▸ AVAILABLE DATA

┄┄┄┄┄┄┄┄┄┄

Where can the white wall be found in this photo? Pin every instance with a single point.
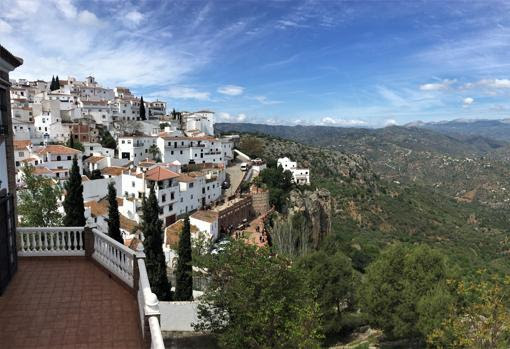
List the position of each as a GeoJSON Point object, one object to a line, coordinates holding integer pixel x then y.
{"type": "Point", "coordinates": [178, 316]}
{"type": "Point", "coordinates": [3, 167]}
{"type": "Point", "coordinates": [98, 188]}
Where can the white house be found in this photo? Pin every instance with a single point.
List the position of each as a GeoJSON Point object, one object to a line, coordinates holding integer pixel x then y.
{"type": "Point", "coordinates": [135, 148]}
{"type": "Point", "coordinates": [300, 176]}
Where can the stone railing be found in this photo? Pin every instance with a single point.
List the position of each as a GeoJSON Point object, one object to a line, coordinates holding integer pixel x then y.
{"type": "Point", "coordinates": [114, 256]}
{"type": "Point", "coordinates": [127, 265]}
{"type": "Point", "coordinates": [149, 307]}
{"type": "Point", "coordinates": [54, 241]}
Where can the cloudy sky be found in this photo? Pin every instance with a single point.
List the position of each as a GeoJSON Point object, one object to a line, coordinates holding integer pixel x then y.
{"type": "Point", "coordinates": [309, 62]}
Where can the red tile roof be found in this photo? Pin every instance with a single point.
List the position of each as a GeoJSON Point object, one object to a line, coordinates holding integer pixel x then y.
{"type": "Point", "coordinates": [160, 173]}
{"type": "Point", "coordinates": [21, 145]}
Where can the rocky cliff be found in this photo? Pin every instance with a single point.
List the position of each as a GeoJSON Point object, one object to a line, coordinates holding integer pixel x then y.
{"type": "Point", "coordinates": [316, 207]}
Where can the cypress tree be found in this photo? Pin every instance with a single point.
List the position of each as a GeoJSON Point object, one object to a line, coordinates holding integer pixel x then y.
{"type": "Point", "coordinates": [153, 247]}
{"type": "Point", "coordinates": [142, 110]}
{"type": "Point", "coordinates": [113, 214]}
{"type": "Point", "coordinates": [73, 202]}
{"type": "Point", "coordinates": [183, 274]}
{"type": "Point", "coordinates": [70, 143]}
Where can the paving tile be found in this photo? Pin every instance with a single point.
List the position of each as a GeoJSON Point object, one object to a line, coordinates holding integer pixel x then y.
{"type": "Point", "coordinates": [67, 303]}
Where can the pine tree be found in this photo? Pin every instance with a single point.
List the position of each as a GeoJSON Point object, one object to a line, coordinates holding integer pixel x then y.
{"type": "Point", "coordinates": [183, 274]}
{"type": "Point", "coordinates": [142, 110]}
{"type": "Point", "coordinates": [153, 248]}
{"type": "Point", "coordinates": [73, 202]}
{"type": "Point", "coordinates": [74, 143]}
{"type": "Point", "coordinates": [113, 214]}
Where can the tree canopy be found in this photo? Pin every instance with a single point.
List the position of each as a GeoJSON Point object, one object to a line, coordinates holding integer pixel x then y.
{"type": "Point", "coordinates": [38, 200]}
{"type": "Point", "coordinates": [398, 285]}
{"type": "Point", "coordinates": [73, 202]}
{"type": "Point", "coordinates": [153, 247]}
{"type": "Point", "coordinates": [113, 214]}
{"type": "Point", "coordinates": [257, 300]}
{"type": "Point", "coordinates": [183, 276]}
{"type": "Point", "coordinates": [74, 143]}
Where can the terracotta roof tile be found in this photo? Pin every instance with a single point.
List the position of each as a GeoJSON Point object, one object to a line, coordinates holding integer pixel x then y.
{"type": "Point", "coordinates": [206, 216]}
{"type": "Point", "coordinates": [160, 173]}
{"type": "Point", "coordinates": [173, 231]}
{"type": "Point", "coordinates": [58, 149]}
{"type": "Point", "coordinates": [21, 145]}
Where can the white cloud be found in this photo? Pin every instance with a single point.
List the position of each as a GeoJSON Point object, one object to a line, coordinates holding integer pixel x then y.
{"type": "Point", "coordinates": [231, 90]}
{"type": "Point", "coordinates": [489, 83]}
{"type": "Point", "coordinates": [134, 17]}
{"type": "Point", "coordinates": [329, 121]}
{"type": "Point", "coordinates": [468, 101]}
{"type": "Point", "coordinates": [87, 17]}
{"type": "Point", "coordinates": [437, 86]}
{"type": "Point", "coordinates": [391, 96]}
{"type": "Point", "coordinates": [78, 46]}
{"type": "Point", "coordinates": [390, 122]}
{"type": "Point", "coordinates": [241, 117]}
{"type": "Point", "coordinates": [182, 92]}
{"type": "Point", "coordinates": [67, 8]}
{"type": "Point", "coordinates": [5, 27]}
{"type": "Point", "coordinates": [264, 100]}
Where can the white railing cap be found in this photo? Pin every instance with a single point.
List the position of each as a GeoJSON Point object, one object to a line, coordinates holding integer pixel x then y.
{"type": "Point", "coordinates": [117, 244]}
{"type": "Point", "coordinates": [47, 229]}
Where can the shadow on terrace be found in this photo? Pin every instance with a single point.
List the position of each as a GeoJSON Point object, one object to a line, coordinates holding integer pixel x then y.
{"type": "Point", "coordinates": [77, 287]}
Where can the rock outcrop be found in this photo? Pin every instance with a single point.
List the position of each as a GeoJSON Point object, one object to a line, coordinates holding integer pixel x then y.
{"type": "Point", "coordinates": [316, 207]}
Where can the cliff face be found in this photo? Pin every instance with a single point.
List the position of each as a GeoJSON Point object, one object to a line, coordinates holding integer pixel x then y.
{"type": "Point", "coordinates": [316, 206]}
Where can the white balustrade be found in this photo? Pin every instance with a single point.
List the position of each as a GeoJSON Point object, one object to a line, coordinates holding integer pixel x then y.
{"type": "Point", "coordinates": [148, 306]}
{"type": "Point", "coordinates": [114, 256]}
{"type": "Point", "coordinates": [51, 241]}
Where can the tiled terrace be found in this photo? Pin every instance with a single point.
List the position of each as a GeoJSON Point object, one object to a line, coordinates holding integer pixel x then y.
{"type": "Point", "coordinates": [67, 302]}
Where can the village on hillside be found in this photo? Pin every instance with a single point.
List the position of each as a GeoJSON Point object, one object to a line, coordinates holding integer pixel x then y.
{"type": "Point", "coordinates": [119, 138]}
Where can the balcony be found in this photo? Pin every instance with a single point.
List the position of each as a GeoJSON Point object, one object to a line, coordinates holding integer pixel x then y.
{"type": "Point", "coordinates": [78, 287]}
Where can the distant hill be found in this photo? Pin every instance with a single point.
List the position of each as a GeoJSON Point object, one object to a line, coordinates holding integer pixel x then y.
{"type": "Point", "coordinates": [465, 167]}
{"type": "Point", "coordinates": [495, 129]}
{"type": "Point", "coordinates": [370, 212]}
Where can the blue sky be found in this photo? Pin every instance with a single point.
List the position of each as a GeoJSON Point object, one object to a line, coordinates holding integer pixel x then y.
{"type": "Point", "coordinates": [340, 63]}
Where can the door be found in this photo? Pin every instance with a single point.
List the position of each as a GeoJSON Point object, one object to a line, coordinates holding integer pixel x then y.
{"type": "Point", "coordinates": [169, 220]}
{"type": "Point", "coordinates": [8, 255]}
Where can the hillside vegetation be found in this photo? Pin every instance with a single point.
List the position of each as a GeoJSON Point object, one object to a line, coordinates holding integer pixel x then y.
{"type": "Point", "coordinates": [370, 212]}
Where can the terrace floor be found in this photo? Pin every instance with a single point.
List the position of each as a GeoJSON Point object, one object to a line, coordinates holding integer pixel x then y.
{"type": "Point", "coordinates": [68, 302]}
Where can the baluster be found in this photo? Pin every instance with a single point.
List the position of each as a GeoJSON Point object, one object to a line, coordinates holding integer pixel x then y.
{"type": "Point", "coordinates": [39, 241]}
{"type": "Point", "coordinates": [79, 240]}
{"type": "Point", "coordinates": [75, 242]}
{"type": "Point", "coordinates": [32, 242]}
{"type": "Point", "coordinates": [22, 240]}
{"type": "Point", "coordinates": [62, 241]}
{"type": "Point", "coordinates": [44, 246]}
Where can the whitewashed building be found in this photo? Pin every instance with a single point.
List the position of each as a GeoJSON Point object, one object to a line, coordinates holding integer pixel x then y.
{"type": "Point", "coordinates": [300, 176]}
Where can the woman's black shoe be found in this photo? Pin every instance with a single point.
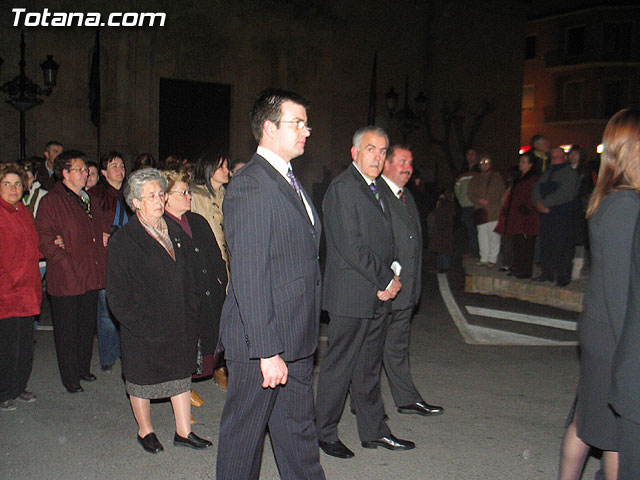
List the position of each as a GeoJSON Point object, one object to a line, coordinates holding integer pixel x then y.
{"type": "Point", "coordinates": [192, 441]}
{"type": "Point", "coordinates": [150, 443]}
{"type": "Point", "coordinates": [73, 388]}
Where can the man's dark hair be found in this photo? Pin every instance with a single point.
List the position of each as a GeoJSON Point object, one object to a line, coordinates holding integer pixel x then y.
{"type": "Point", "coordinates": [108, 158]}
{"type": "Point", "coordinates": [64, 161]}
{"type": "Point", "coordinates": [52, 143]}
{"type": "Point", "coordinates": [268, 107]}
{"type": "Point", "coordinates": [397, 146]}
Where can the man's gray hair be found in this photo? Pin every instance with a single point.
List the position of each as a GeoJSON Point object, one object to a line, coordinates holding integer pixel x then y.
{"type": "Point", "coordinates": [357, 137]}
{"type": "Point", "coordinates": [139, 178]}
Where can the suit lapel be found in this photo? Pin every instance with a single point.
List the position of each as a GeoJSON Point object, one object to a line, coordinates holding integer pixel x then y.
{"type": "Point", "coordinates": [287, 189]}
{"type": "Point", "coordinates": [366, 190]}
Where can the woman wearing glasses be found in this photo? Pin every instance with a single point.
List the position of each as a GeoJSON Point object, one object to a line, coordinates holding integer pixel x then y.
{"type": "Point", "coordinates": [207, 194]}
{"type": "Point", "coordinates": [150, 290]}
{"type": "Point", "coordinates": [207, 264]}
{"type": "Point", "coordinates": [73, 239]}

┄┄┄┄┄┄┄┄┄┄

▸ PROBLEM REQUIREMENTS
Reproduce only the lines running from the one with "Where can the man's gray" through the final line of the listing above, both ends included.

▸ RESULT
Where can the man's gray hair be found in this photo? Pin every instance with a single point.
List the position of each as a GeoJSON Point object, one object to a line, coordinates holding integer pixel x then y.
{"type": "Point", "coordinates": [357, 137]}
{"type": "Point", "coordinates": [139, 178]}
Where can the suit lapel be found in this photo? Pin every instance with a single point.
List the position of each as a GeoJSON Point object, one object to a line, coordinates holding integer pixel x then y.
{"type": "Point", "coordinates": [287, 189]}
{"type": "Point", "coordinates": [366, 190]}
Where can the woman wearing glasses be found in this photo? Pin every instance with a single point.
List the position of each as a GeoJSON Point object, one object to a line, coordinates holding integer pixel x then y.
{"type": "Point", "coordinates": [207, 194]}
{"type": "Point", "coordinates": [150, 290]}
{"type": "Point", "coordinates": [207, 264]}
{"type": "Point", "coordinates": [73, 239]}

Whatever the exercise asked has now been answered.